Instructions for the task: Reproduce the whole listing, character for character.

Extracted entries:

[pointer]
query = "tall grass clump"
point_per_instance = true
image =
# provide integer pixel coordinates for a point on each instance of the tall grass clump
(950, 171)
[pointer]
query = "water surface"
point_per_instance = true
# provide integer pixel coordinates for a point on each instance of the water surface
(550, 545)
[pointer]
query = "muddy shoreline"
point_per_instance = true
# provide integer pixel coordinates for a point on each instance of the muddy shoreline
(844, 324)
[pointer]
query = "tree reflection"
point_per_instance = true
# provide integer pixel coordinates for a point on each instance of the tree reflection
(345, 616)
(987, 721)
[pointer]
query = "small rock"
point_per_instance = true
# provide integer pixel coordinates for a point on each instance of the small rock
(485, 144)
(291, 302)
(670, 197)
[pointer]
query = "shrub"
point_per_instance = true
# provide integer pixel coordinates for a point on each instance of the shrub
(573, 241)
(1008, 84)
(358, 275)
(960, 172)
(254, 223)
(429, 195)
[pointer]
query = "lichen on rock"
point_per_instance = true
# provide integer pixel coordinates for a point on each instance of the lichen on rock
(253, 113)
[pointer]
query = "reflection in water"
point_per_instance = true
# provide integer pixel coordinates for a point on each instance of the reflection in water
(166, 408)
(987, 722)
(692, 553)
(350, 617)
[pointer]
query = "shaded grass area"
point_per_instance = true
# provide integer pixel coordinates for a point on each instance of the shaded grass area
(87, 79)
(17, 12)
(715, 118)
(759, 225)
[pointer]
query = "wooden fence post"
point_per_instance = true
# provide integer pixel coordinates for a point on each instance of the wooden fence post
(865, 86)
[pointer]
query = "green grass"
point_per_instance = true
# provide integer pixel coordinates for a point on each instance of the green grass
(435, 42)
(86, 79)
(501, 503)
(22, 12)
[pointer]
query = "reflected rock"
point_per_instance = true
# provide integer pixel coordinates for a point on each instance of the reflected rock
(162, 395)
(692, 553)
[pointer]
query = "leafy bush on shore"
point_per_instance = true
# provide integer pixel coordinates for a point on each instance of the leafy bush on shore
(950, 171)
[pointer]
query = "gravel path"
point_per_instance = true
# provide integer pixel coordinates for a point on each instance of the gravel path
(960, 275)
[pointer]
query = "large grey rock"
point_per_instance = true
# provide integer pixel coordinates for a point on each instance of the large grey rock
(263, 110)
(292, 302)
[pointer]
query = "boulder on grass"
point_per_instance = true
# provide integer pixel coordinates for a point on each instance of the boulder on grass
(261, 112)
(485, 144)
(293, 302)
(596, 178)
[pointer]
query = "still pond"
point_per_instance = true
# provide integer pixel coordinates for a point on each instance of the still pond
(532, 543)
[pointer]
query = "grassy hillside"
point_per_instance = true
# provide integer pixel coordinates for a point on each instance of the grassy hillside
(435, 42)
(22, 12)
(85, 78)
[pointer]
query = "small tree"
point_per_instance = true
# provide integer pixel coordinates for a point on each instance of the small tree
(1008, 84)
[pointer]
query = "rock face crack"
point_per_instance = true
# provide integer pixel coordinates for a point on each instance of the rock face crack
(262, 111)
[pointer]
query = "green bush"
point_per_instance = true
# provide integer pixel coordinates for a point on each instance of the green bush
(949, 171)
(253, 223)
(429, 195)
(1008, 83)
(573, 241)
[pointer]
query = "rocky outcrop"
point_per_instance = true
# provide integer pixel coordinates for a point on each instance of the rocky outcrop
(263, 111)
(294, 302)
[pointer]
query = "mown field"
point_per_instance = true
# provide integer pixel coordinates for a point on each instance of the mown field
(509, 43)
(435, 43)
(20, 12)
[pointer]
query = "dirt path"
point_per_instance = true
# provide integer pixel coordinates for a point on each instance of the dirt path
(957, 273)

Answer to the problem:
[pointer]
query = "tall grass clump"
point_per_instance = true
image =
# provide integer pixel coordinates for a point on each instance of the tall grass clump
(950, 171)
[pointer]
query = "water surface"
point_per_instance = true
# provide integer pixel coordinates for a point on each instance of the water surface
(550, 545)
[pointer]
query = "muddy shoreline"
point_per_instance = true
# provide integer pixel coordinates for a point on each instance of the muddy shoreline
(844, 324)
[pointer]
query = "tree reflection"
point_per_instance = true
# provide integer pixel coordinates for a point on each instance of the tree reflection
(345, 616)
(987, 721)
[pointer]
query = "small rock"
point_per_instance = true
# provide integer pixel coordinates for a point on each instance of the small rock
(485, 144)
(291, 302)
(670, 197)
[pointer]
query = "shrub"
point_per_instance = true
# provide integer pixel coordinates for a point on each instance of the shrub
(573, 241)
(1008, 84)
(358, 275)
(960, 172)
(254, 223)
(429, 195)
[pointer]
query = "lichen on rock"
point_per_instance = true
# provide integer pixel coordinates for a point on each instance of the lichen on rock
(253, 113)
[pointer]
query = "reflection in water"
point_per_instance = true
# provide integer pixel coordinates for a point on each instance of the reflection in water
(166, 408)
(987, 722)
(692, 553)
(350, 617)
[pointer]
query = "shaded grass area"
point_per_instance = true
# provide integer pixel coordinates for a point on each instance of the shaded grass area
(87, 79)
(17, 12)
(715, 118)
(759, 225)
[pointer]
query = "wooden fence post"
point_per_instance = true
# provide integer pixel coordinates for a point on each instance of the wooden fence post
(865, 86)
[pointer]
query = "green grass"
point_per_instance = true
# provide integer pixel coordinates for a point on each instance of the green grass
(435, 42)
(86, 79)
(501, 503)
(22, 12)
[pointer]
query = "reflected rock"
point_per_instance = true
# provide integer pixel coordinates for a point on each instance of the reflected rock
(162, 395)
(692, 553)
[pointer]
query = "leafy bush on shore"
point_per_instance = true
# provide integer pixel coordinates for a point on each instance of the leafy bush on shore
(950, 171)
[pointer]
query = "gravel path"
point_per_instance = true
# provide integer pixel coordinates for a point on each instance of the gravel path
(960, 275)
[pointer]
query = "large grey rock"
point_per_instance = true
# provide integer pixel coordinates for a point on each instance of the large grey rock
(263, 110)
(292, 302)
[pointer]
query = "boulder on grass"
point_per_instance = true
# provide integer pixel coordinates for a point on each instance of the boulder on grass
(261, 112)
(485, 144)
(293, 302)
(596, 178)
[pointer]
query = "still pond"
point_per_instance = true
# provide integer pixel coordinates for a point on each instance of the still pond
(532, 543)
[pointer]
query = "grassy hillside"
point_per_instance = true
# provide integer pixel coordinates for a point on each instance of the grassy hillside
(435, 42)
(22, 12)
(85, 78)
[pointer]
query = "small tree"
point_per_instance = true
# provide integer pixel coordinates for a point on each instance of the small tree
(1008, 84)
[pointer]
query = "rock face crack"
point_per_instance = true
# provide integer pixel coordinates for a point on each instance of the rock face crack
(262, 111)
[pointer]
query = "green bush"
point_per_instance = true
# provide integer pixel coordinates for a point on each instance of the green bush
(949, 171)
(253, 223)
(429, 195)
(1008, 83)
(573, 241)
[pointer]
query = "rocky outcrop"
point_per_instance = true
# provide integer pixel coordinates for a point on each instance of the rocky outcrop
(263, 111)
(294, 302)
[pointer]
query = "mown field"
point_per_instance = true
# provide integer pixel coordinates for a point on each instance of the mown field
(509, 43)
(435, 43)
(20, 12)
[pointer]
query = "dirt path"
point_per_instance = true
# provide integer pixel coordinates for a point on each instance of the dirt path
(957, 273)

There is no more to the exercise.